◆ Task prompt
Locate the word "door" in the material, then show every line that holds it.

◆ Material supplied
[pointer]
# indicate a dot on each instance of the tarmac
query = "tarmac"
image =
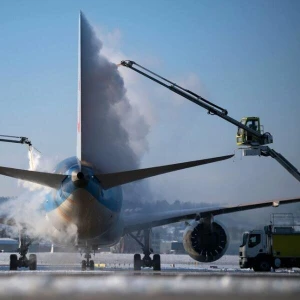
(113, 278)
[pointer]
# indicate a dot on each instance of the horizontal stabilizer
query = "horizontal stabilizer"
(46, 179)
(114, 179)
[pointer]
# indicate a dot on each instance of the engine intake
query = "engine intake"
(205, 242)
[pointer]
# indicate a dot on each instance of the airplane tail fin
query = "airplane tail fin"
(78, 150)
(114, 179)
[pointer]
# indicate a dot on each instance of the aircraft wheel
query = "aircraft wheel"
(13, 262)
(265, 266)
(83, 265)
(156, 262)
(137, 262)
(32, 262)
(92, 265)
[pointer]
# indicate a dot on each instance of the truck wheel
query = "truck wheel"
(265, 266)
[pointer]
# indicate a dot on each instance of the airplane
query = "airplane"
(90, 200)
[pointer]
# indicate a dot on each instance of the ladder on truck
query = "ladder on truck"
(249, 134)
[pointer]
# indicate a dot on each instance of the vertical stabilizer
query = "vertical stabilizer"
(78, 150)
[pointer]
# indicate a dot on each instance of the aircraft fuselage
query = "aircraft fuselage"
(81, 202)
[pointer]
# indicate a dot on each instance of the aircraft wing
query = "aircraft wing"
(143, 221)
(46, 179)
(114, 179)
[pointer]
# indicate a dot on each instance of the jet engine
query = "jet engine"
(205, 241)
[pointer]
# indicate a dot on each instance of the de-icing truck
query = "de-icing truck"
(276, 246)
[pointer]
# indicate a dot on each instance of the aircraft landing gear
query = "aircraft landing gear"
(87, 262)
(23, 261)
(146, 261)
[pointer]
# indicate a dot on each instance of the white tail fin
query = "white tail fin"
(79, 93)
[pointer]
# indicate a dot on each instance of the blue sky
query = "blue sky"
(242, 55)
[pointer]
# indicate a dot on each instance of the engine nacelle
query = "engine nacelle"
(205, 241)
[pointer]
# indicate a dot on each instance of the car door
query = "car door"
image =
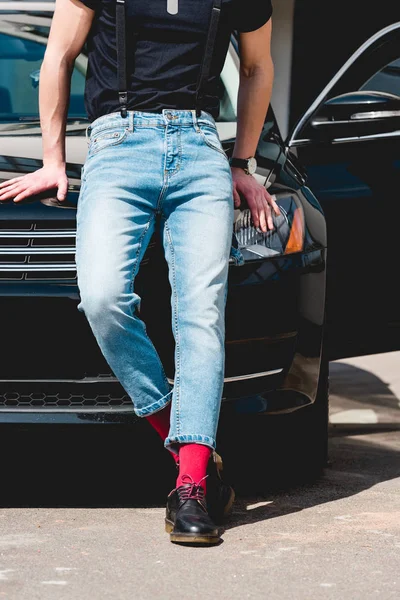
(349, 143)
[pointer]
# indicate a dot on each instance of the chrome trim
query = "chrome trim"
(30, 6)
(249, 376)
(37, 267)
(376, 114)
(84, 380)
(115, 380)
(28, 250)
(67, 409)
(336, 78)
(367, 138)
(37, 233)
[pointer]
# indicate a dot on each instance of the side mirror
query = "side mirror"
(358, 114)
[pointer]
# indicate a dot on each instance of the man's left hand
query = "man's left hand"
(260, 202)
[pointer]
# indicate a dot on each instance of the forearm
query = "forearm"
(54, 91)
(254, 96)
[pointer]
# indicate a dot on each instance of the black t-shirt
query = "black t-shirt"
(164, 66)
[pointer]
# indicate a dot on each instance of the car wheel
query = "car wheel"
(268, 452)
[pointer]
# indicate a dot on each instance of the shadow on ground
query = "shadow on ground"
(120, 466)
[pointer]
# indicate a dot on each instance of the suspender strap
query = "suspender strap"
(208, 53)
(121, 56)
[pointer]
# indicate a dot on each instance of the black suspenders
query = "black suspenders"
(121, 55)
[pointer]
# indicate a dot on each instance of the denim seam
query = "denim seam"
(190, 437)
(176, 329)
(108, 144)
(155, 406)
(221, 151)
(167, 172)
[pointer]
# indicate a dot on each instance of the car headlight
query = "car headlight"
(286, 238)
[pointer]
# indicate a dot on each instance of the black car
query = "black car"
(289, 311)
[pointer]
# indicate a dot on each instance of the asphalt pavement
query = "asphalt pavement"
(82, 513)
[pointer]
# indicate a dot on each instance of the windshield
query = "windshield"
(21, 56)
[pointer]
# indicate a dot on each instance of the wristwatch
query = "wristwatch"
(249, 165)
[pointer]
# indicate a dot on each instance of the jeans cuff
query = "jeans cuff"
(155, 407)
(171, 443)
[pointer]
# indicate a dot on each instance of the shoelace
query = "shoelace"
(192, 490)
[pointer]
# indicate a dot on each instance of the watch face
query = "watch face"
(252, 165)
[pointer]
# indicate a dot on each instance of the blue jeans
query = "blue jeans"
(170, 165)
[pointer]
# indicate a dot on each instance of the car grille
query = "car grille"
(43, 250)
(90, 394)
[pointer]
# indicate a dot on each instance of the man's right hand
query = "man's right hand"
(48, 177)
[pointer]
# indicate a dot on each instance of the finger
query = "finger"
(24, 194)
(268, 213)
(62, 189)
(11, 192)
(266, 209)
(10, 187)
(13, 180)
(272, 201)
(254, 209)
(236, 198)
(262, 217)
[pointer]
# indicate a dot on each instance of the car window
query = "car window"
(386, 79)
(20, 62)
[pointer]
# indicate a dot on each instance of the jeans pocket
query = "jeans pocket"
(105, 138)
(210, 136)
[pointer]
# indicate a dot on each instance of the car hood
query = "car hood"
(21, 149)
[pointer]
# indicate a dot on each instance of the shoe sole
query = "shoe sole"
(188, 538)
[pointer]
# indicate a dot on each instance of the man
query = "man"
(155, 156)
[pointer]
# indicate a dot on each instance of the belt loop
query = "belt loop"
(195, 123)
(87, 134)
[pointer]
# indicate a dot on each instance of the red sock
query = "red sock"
---
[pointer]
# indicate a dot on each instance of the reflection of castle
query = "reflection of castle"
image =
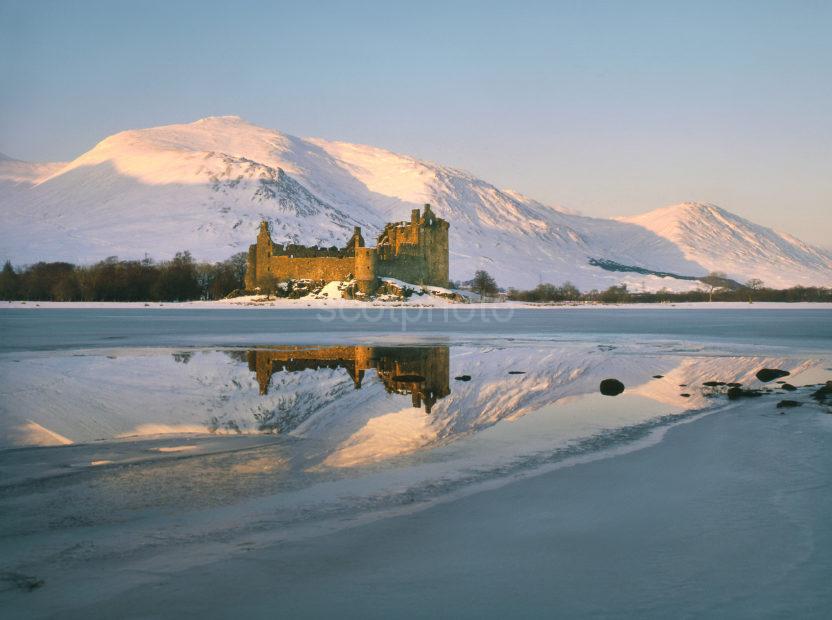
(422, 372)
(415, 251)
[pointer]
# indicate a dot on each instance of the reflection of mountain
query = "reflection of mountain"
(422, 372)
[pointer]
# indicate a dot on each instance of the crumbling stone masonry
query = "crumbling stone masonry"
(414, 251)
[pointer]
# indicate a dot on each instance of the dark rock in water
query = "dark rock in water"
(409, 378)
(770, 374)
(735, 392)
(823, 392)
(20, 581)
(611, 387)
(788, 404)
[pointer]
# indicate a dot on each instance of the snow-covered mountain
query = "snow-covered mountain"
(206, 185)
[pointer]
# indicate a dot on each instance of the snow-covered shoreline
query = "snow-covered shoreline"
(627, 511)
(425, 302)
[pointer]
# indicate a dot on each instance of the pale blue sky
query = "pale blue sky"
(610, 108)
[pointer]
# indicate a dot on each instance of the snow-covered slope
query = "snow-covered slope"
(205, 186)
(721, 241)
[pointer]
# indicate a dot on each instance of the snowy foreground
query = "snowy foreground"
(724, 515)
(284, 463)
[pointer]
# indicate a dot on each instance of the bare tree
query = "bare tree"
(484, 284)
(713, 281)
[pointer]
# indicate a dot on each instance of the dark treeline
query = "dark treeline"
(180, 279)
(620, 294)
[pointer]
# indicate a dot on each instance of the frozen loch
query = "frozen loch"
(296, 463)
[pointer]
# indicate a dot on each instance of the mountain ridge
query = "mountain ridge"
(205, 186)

◆ Result
# indicate a dot on each instance of the car door
query = "car door"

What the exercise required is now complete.